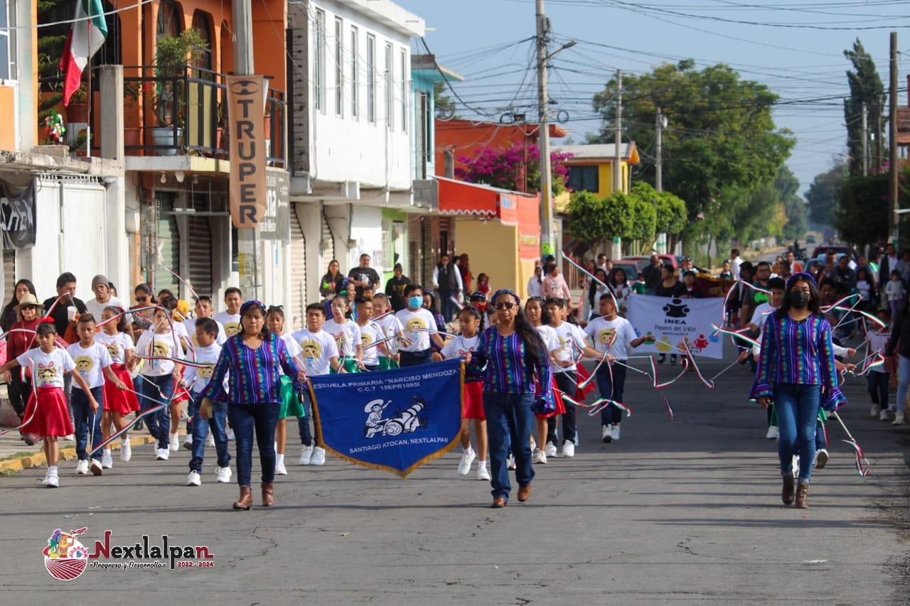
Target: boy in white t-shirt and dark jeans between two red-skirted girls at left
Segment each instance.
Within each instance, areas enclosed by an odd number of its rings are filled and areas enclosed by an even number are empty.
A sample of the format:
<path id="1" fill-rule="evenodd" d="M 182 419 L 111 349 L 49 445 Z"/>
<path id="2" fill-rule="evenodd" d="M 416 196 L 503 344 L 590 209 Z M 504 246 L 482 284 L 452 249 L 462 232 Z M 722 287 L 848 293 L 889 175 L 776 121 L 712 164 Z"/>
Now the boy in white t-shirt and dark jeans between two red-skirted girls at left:
<path id="1" fill-rule="evenodd" d="M 76 322 L 76 334 L 79 336 L 79 342 L 66 348 L 66 352 L 76 363 L 75 371 L 86 380 L 91 389 L 92 398 L 104 406 L 105 377 L 120 389 L 126 389 L 126 385 L 111 369 L 114 361 L 107 348 L 95 342 L 95 328 L 95 317 L 89 313 L 82 314 Z M 73 420 L 76 425 L 76 456 L 79 459 L 79 462 L 76 463 L 76 473 L 86 475 L 89 470 L 87 444 L 90 440 L 91 448 L 96 449 L 101 443 L 102 411 L 91 409 L 88 395 L 82 389 L 73 389 L 70 392 L 70 406 L 73 409 Z M 101 450 L 95 450 L 92 454 L 91 471 L 96 476 L 103 473 L 103 462 L 111 463 L 111 461 L 103 461 L 102 454 Z M 106 467 L 111 467 L 111 465 Z"/>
────────────────────
## REQUIRED WORK
Would you copy out exactly the lines from the one holding "182 419 L 111" through the end of the entries above, both ends included?

## PROBLEM SOLUTION
<path id="1" fill-rule="evenodd" d="M 182 419 L 111 349 L 49 445 Z"/>
<path id="2" fill-rule="evenodd" d="M 416 196 L 503 344 L 590 209 Z M 504 246 L 482 284 L 452 249 L 462 232 Z M 722 287 L 848 293 L 889 175 L 776 121 L 712 164 Z"/>
Now the boy in white t-shirt and dark jeans between two red-skirted girls at left:
<path id="1" fill-rule="evenodd" d="M 76 322 L 76 334 L 79 336 L 79 342 L 66 348 L 66 352 L 76 363 L 75 371 L 86 380 L 91 389 L 92 398 L 104 406 L 105 377 L 120 389 L 126 389 L 126 385 L 111 369 L 114 361 L 107 348 L 95 342 L 95 328 L 95 317 L 89 313 L 82 314 Z M 73 420 L 76 425 L 76 456 L 79 459 L 79 462 L 76 463 L 76 473 L 86 475 L 89 470 L 87 444 L 90 440 L 91 448 L 96 449 L 101 443 L 102 411 L 91 409 L 88 395 L 82 389 L 73 389 L 70 392 L 70 406 L 73 409 Z M 101 450 L 95 450 L 92 454 L 91 471 L 96 476 L 103 473 L 103 462 L 111 463 L 111 461 L 103 461 L 102 454 Z M 106 467 L 111 467 L 111 465 Z"/>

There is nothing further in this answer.